*Working data*.
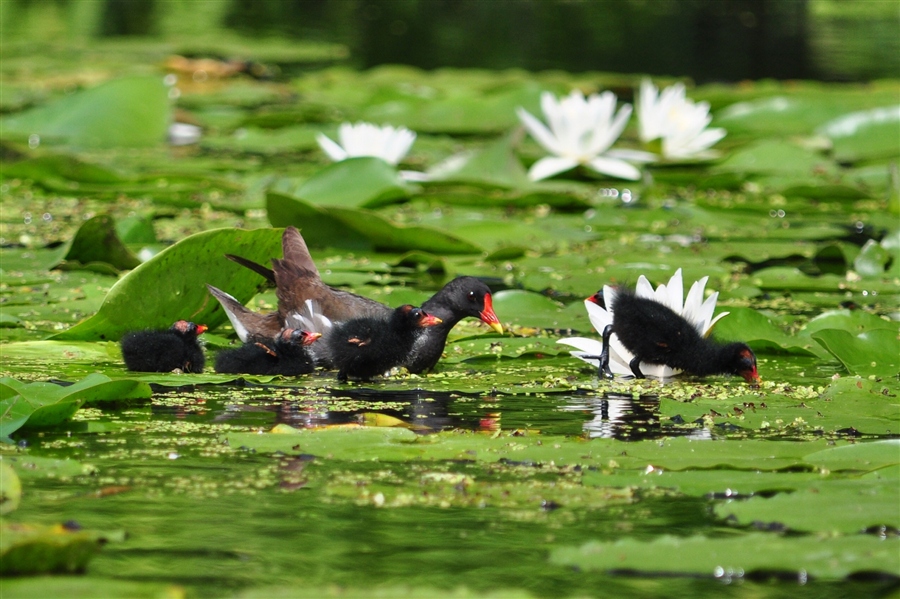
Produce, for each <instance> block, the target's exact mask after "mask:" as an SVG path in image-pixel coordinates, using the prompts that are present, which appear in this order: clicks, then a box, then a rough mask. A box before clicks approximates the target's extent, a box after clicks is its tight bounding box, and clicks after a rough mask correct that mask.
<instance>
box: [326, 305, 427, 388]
mask: <svg viewBox="0 0 900 599" xmlns="http://www.w3.org/2000/svg"><path fill="white" fill-rule="evenodd" d="M440 324H441V319H440V318H438V317H436V316H434V315H431V314H428V313H427V312H425V310H423V309H421V308H414V307H413V306H411V305H409V304H406V305H403V306H400V307H399V308H397V309H396V310H393V311H392V312H390V313H389V314H388V315H387V316H386V317H385V316H367V317H363V318H353V319H351V320H348V321H345V322H342V323H340V324H337V325H335V327H334V329H333V330H332V331H331V334H330V335H328V337H327V339H326V343H327V345H328V354H329V356H330V359H331V362H332V363H333V364H334V366H335V368H337V369H338V377H337V378H338V380H339V381H346V380H347V379H348V378H354V379H363V380H368V379H371V378H372V377H373V376H376V375H379V374H384V373H385V372H387V371H388V370H390V369H391V368H393V367H395V366H401V365H403V364H406V363H408V362H409V361H410V358H411V354H412V353H413V351H414V348H415V345H416V340H417V338H419V337H420V336H421V335H422V334H423V333H424V331H426V330H427V329H429V328H432V327H435V326H438V325H440Z"/></svg>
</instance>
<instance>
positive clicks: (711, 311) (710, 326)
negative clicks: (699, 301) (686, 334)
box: [699, 291, 719, 335]
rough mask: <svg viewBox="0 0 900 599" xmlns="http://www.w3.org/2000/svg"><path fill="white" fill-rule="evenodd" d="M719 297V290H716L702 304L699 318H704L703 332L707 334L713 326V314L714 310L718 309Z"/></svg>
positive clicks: (702, 320)
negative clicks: (703, 327)
mask: <svg viewBox="0 0 900 599" xmlns="http://www.w3.org/2000/svg"><path fill="white" fill-rule="evenodd" d="M718 299H719V292H718V291H716V292H714V293H713V294H712V295H710V296H709V297H708V298H706V301H705V302H703V304H702V305H701V306H700V312H699V318H701V319H702V322H703V327H704V329H703V331H702V333H703V334H704V335H706V333H707V332H708V331H709V328H710V327H711V326H712V315H713V312H715V311H716V301H717V300H718Z"/></svg>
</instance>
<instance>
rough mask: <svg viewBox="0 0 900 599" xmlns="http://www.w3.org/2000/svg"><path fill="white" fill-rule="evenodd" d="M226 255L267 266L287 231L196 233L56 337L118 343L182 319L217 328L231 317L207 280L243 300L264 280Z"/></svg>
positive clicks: (116, 288)
mask: <svg viewBox="0 0 900 599" xmlns="http://www.w3.org/2000/svg"><path fill="white" fill-rule="evenodd" d="M224 254H238V255H241V256H243V257H245V258H248V259H250V260H253V261H255V262H258V263H260V264H267V263H268V261H269V260H270V259H271V258H274V257H278V256H280V255H281V231H280V230H275V229H256V230H253V231H246V230H243V229H214V230H212V231H205V232H203V233H197V234H196V235H191V236H190V237H188V238H186V239H183V240H182V241H180V242H178V243H176V244H175V245H173V246H172V247H169V248H166V249H165V250H163V251H162V252H160V253H159V254H157V255H156V256H154V257H153V258H151V259H150V260H148V261H147V262H144V263H143V264H141V265H140V266H138V267H137V268H135V269H134V270H133V271H131V272H130V273H128V274H127V275H126V276H125V277H123V278H122V279H120V280H119V281H118V282H117V283H116V284H115V285H113V287H112V289H110V290H109V293H108V294H107V295H106V298H105V299H104V300H103V304H102V305H101V306H100V309H99V310H98V311H97V313H96V314H94V315H93V316H91V317H90V318H88V319H87V320H84V321H82V322H80V323H78V324H77V325H75V326H74V327H72V328H70V329H68V330H67V331H63V332H62V333H59V334H57V335H54V336H53V337H52V339H57V340H83V341H100V340H109V341H115V340H117V339H119V338H120V337H121V336H122V335H123V334H124V333H126V332H128V331H133V330H137V329H145V328H168V327H169V326H171V325H172V323H173V322H175V321H176V320H179V319H185V320H191V321H194V322H197V323H198V324H206V325H208V326H210V327H215V326H217V325H219V324H220V323H222V322H224V321H225V319H226V318H227V317H226V316H225V313H224V311H223V310H222V307H221V306H220V305H219V302H217V301H216V300H215V299H214V298H213V297H212V296H210V295H209V292H208V291H207V289H206V284H207V283H208V284H210V285H214V286H215V287H218V288H220V289H223V290H225V291H227V292H228V293H230V294H232V295H233V296H234V297H235V298H237V300H238V301H240V302H246V301H247V300H249V299H250V298H251V297H253V295H254V294H255V293H256V292H257V291H258V289H259V286H260V284H262V283H264V281H263V280H262V279H261V278H260V276H259V275H258V274H256V273H254V272H253V271H251V270H249V269H246V268H243V267H241V266H238V265H237V264H235V263H233V262H231V261H229V260H227V259H226V258H225V257H224Z"/></svg>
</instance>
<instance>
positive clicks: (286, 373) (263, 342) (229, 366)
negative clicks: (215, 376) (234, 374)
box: [216, 329, 319, 376]
mask: <svg viewBox="0 0 900 599" xmlns="http://www.w3.org/2000/svg"><path fill="white" fill-rule="evenodd" d="M318 337H319V336H318V335H312V334H310V333H308V332H306V331H301V330H293V329H285V330H284V331H282V332H281V333H280V334H279V335H278V337H276V338H275V339H259V338H255V339H251V340H249V341H247V342H246V343H244V344H243V345H242V346H241V347H238V348H236V349H229V350H224V351H222V352H219V355H218V356H216V372H221V373H229V374H268V375H273V374H280V375H284V376H298V375H301V374H308V373H310V372H312V371H313V370H314V369H315V362H314V360H313V357H312V354H311V353H310V351H309V349H308V348H307V347H306V346H307V345H309V344H310V343H311V342H312V341H315V340H316V339H317V338H318Z"/></svg>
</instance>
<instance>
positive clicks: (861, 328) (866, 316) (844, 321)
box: [797, 309, 900, 337]
mask: <svg viewBox="0 0 900 599" xmlns="http://www.w3.org/2000/svg"><path fill="white" fill-rule="evenodd" d="M898 327H900V325H898V324H897V323H895V322H892V321H890V320H887V319H885V318H880V317H878V316H876V315H875V314H872V313H870V312H866V311H865V310H846V309H844V310H829V311H827V312H823V313H822V314H819V315H818V316H816V317H815V318H813V319H812V320H810V321H809V322H808V323H806V326H804V327H803V330H801V331H800V332H799V333H798V334H797V336H798V337H801V336H804V337H808V336H811V335H812V334H813V333H815V332H816V331H821V330H822V329H840V330H842V331H847V332H849V333H853V334H854V335H858V334H859V333H865V332H866V331H872V330H875V329H888V330H891V331H896V330H897V329H898Z"/></svg>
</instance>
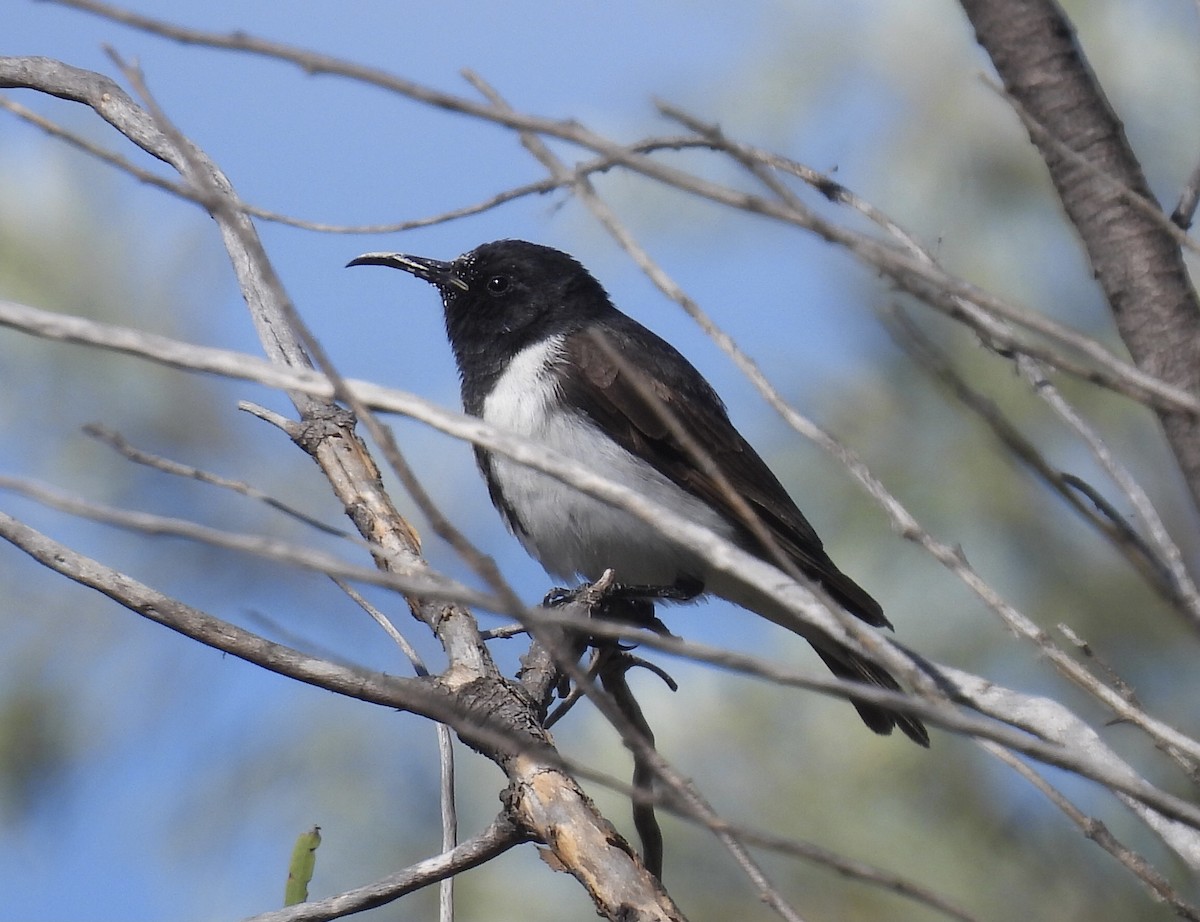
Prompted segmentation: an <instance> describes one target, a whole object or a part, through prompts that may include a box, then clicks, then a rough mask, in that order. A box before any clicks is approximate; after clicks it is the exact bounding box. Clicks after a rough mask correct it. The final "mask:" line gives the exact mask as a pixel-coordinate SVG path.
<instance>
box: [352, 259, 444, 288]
mask: <svg viewBox="0 0 1200 922" xmlns="http://www.w3.org/2000/svg"><path fill="white" fill-rule="evenodd" d="M352 265H386V267H390V268H392V269H403V270H404V271H406V273H409V274H412V275H415V276H416V277H418V279H424V280H425V281H426V282H430V283H431V285H436V286H437V287H438V288H448V287H454V288H461V289H462V291H464V292H466V291H467V283H466V282H464V281H463V280H462V279H460V277H458V276H457V275H455V273H454V263H444V262H442V261H440V259H430V258H427V257H424V256H407V255H406V253H362V256H356V257H354V258H353V259H350V262H348V263H347V264H346V268H347V269H349V268H350V267H352Z"/></svg>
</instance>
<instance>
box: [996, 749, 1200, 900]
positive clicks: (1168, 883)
mask: <svg viewBox="0 0 1200 922" xmlns="http://www.w3.org/2000/svg"><path fill="white" fill-rule="evenodd" d="M980 746H982V747H983V748H984V749H985V750H986V752H989V753H991V754H992V755H994V756H996V758H997V759H1000V760H1001V761H1002V762H1004V765H1007V766H1008V767H1009V768H1012V770H1013V771H1014V772H1016V773H1018V774H1020V776H1021V777H1022V778H1025V779H1026V780H1027V782H1028V783H1030V784H1032V785H1033V786H1034V788H1037V789H1038V790H1039V791H1040V792H1042V794H1044V795H1045V796H1046V798H1048V800H1049V801H1050V802H1051V803H1052V804H1054V806H1055V807H1057V808H1058V809H1060V810H1062V813H1063V815H1064V816H1067V819H1068V820H1070V821H1072V822H1073V824H1075V826H1078V827H1079V830H1080V832H1082V833H1084V836H1086V837H1087V838H1088V839H1091V840H1092V842H1094V843H1096V844H1097V845H1099V846H1100V848H1102V849H1104V850H1105V851H1106V852H1109V855H1111V856H1112V857H1115V858H1116V860H1117V861H1120V862H1121V863H1122V864H1124V866H1126V868H1128V869H1129V870H1130V872H1132V873H1133V875H1134V876H1135V878H1136V879H1138V880H1140V881H1141V884H1142V886H1145V887H1146V890H1148V891H1150V892H1151V894H1152V896H1153V897H1154V898H1156V899H1160V900H1163V902H1164V903H1166V904H1168V905H1170V908H1171V909H1172V910H1174V911H1175V915H1177V916H1178V917H1180V918H1186V920H1189V921H1190V922H1200V910H1198V909H1196V908H1195V906H1193V905H1192V904H1190V903H1188V902H1187V900H1186V899H1183V897H1182V896H1180V893H1178V891H1176V890H1175V887H1172V886H1171V884H1170V881H1169V880H1166V878H1164V876H1163V875H1162V874H1159V873H1158V872H1157V870H1154V868H1153V866H1152V864H1151V863H1150V862H1148V861H1146V858H1144V857H1142V856H1141V855H1139V854H1138V852H1136V851H1134V850H1133V849H1130V848H1128V846H1126V845H1123V844H1122V843H1121V842H1120V840H1118V839H1117V838H1116V837H1115V836H1114V834H1112V833H1111V832H1110V831H1109V828H1108V827H1106V826H1105V825H1104V824H1103V822H1100V821H1099V820H1097V819H1096V818H1094V816H1088V815H1087V814H1085V813H1084V812H1082V810H1080V809H1079V808H1078V807H1075V804H1073V803H1072V802H1070V801H1069V800H1067V798H1066V797H1064V796H1063V795H1062V794H1061V792H1060V791H1058V790H1057V789H1056V788H1055V786H1054V785H1051V784H1049V783H1048V782H1046V780H1045V779H1044V778H1043V777H1042V776H1040V774H1038V773H1037V772H1034V771H1033V770H1032V768H1031V767H1030V766H1027V765H1026V764H1025V762H1022V761H1021V760H1020V759H1018V758H1016V756H1015V755H1013V754H1012V753H1009V752H1008V750H1007V749H1003V748H1001V747H998V746H996V744H994V743H980Z"/></svg>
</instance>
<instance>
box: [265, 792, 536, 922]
mask: <svg viewBox="0 0 1200 922" xmlns="http://www.w3.org/2000/svg"><path fill="white" fill-rule="evenodd" d="M524 842H529V836H528V833H526V832H523V831H522V830H521V828H518V827H517V826H514V825H512V821H511V820H509V819H508V816H506V815H505V814H500V815H499V816H497V818H496V819H494V820H492V825H491V826H488V827H487V828H486V830H484V831H482V832H481V833H479V834H478V836H474V837H473V838H470V839H468V840H467V842H464V843H462V844H460V845H456V846H455V848H452V849H449V850H446V851H444V852H443V854H442V855H438V856H436V857H432V858H426V860H425V861H421V862H418V863H416V864H413V866H412V867H409V868H404V869H403V870H397V872H396V873H395V874H389V875H388V876H386V878H383V879H382V880H377V881H376V882H374V884H368V885H367V886H365V887H358V888H356V890H350V891H347V892H346V893H338V894H337V896H336V897H330V898H329V899H316V900H312V902H310V903H299V904H296V905H294V906H288V908H287V909H278V910H275V911H274V912H263V914H260V915H257V916H251V917H250V918H247V920H246V921H245V922H326V921H328V920H331V918H341V917H342V916H349V915H352V914H354V912H362V911H365V910H368V909H374V908H376V906H383V905H386V904H388V903H391V902H394V900H396V899H400V898H401V897H403V896H406V894H408V893H412V892H414V891H418V890H421V888H422V887H427V886H430V885H431V884H436V882H438V881H444V880H449V879H450V878H452V876H454V875H455V874H461V873H462V872H464V870H469V869H470V868H478V867H479V866H480V864H482V863H485V862H488V861H491V860H492V858H494V857H496V856H498V855H503V854H504V852H505V851H508V850H509V849H511V848H512V846H514V845H520V844H521V843H524Z"/></svg>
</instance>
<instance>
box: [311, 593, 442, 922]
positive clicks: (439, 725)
mask: <svg viewBox="0 0 1200 922" xmlns="http://www.w3.org/2000/svg"><path fill="white" fill-rule="evenodd" d="M334 582H336V583H337V586H338V588H340V589H341V591H342V592H344V593H346V594H347V595H349V597H350V599H353V600H354V603H355V604H356V605H358V606H359V607H360V609H362V610H364V611H365V612H366V613H367V615H370V616H371V619H372V621H374V623H376V624H378V625H379V627H380V628H383V629H384V633H385V634H386V635H388V636H389V637H391V640H392V642H394V643H395V645H396V646H397V647H400V649H401V652H402V653H403V654H404V655H406V657H407V658H408V661H409V663H412V664H413V671H414V672H415V673H416V675H418V676H428V675H430V670H428V667H427V666H426V665H425V660H424V659H421V654H420V653H418V652H416V648H415V647H414V646H413V645H412V643H409V642H408V637H406V636H404V635H403V634H402V633H401V631H400V630H398V629H397V628H396V625H395V624H394V623H392V621H391V618H389V617H388V616H386V615H384V613H383V612H382V611H380V610H379V609H377V607H376V606H374V605H372V604H371V603H370V601H367V600H366V598H364V597H362V594H361V593H360V592H358V591H356V589H355V588H354V587H353V586H350V585H349V583H347V582H346V581H344V580H338V579H336V577H335V579H334ZM436 726H437V734H438V766H439V779H440V801H442V851H443V852H449V851H451V850H452V849H454V848H455V846H456V845H457V844H458V814H457V809H456V807H455V788H454V774H455V766H454V741H452V740H451V738H450V728H449V726H446V725H445V724H436ZM454 880H455V879H454V875H452V874H451V875H449V876H446V878H443V879H442V881H440V882H439V884H438V916H439V918H440V922H454Z"/></svg>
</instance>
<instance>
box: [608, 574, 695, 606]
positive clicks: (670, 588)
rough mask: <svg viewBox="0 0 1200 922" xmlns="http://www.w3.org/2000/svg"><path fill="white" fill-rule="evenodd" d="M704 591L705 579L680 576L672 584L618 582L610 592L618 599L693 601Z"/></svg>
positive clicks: (673, 600) (612, 594)
mask: <svg viewBox="0 0 1200 922" xmlns="http://www.w3.org/2000/svg"><path fill="white" fill-rule="evenodd" d="M703 591H704V582H703V580H697V579H696V577H695V576H679V577H677V579H676V581H674V582H673V583H672V585H670V586H626V585H625V583H623V582H618V583H616V585H614V586H613V587H612V589H611V592H610V594H611V595H613V597H614V598H618V599H643V600H647V601H652V603H653V601H691V600H692V599H695V598H696V597H697V595H700V594H701V593H702V592H703Z"/></svg>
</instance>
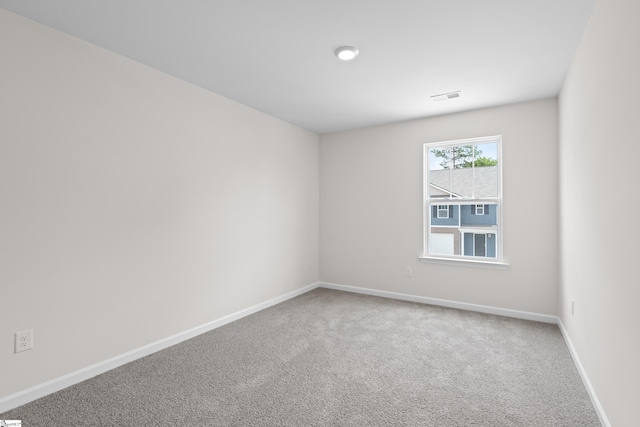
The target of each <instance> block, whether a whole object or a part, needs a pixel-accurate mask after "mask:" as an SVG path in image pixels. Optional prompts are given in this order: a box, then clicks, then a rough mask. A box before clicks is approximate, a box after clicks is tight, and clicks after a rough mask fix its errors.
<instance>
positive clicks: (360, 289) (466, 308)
mask: <svg viewBox="0 0 640 427" xmlns="http://www.w3.org/2000/svg"><path fill="white" fill-rule="evenodd" d="M320 287H321V288H327V289H335V290H338V291H345V292H353V293H358V294H364V295H373V296H377V297H383V298H392V299H398V300H403V301H411V302H418V303H423V304H431V305H438V306H442V307H449V308H457V309H460V310H468V311H477V312H480V313H487V314H496V315H499V316H506V317H514V318H517V319H524V320H534V321H537V322H544V323H553V324H556V325H558V327H559V328H560V333H561V334H562V336H563V338H564V340H565V343H566V344H567V347H568V349H569V353H570V354H571V358H572V359H573V362H574V364H575V365H576V368H577V369H578V372H579V373H580V377H581V378H582V382H583V384H584V386H585V388H586V389H587V393H588V394H589V397H590V398H591V402H592V403H593V406H594V409H595V410H596V413H597V414H598V418H600V422H601V423H602V425H603V427H611V423H609V420H608V419H607V416H606V414H605V412H604V409H603V408H602V405H601V404H600V401H599V400H598V396H597V395H596V392H595V390H594V389H593V386H592V385H591V381H590V380H589V376H588V375H587V373H586V371H585V370H584V368H583V366H582V363H581V362H580V358H579V357H578V354H577V353H576V350H575V348H574V347H573V344H572V343H571V339H570V338H569V334H568V333H567V330H566V329H565V327H564V325H563V324H562V320H561V319H560V318H559V317H557V316H550V315H547V314H538V313H530V312H527V311H519V310H510V309H505V308H498V307H490V306H484V305H478V304H469V303H464V302H458V301H450V300H443V299H438V298H428V297H421V296H417V295H408V294H401V293H397V292H388V291H379V290H375V289H368V288H359V287H355V286H346V285H339V284H336V283H326V282H320Z"/></svg>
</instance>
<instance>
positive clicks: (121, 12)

*Action item*. The required answer is an exact, picture-free copy of the lines from the opening of the listing above through the line with "positive clicks: (702, 320)".

*Exercise solution*.
Produce, for each <instance> block, the target's exact mask after "mask:" as an SVG path in image-pixel coordinates, using the prompts that are present, which appear in this order: clicks, then a box, then a rough mask. A box before clicks approximates the target's extent, a box after clicks is its tight bounding box, and clicks after a rough mask correct that mask.
<instance>
box: [326, 305, 427, 388]
mask: <svg viewBox="0 0 900 599" xmlns="http://www.w3.org/2000/svg"><path fill="white" fill-rule="evenodd" d="M440 324H441V319H440V318H438V317H436V316H434V315H431V314H428V313H427V312H425V310H423V309H421V308H414V307H413V306H411V305H409V304H406V305H403V306H400V307H399V308H397V309H396V310H393V311H392V312H390V313H389V314H388V315H387V316H386V317H385V316H367V317H363V318H353V319H351V320H348V321H345V322H342V323H340V324H337V325H335V327H334V329H333V330H332V331H331V334H330V335H328V337H327V339H326V343H327V345H328V354H329V356H330V359H331V362H332V363H333V364H334V366H335V368H337V369H338V377H337V378H338V380H339V381H346V380H347V379H348V378H354V379H363V380H368V379H371V378H372V377H373V376H376V375H379V374H384V373H385V372H387V371H388V370H390V369H391V368H393V367H395V366H401V365H403V364H406V363H408V362H409V361H410V358H411V354H412V353H413V351H414V348H415V345H416V340H417V338H419V337H420V336H421V335H422V334H423V333H424V331H426V330H427V329H429V328H432V327H435V326H438V325H440Z"/></svg>
</instance>
<instance>
positive clicks: (711, 311) (710, 326)
negative clicks: (699, 301) (686, 334)
box: [699, 291, 719, 335]
rough mask: <svg viewBox="0 0 900 599" xmlns="http://www.w3.org/2000/svg"><path fill="white" fill-rule="evenodd" d="M719 297V290H716L702 304L699 318H704L703 332L707 334L713 326V314L714 310L718 309Z"/></svg>
positive clicks: (702, 320)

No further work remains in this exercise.